### WHAT THE EXERCISE ASKS
Locate each line in the rows below that contains the word "Target", and copy those lines.

### SUPPLIED DATA

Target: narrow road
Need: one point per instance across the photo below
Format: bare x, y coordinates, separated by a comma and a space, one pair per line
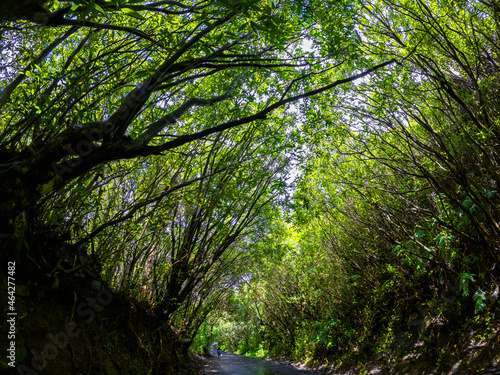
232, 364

==

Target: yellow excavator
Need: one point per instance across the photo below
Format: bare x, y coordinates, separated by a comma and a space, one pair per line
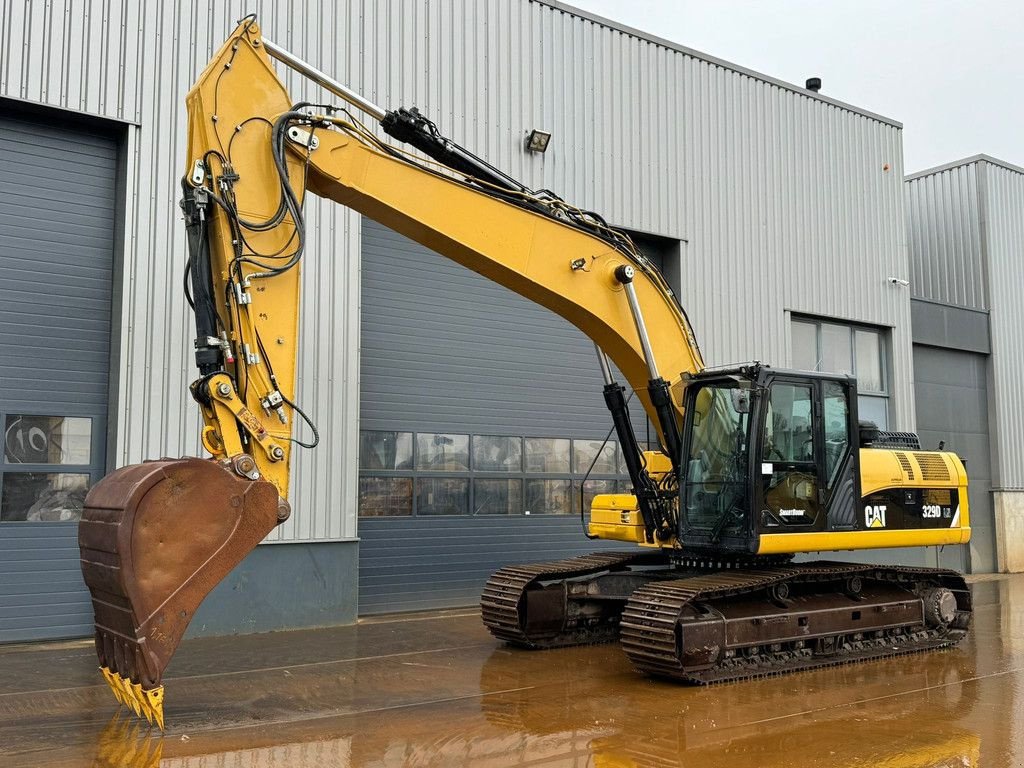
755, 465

### RESULT OF THE EXERCISE
Target: narrow road
Target: yellow excavator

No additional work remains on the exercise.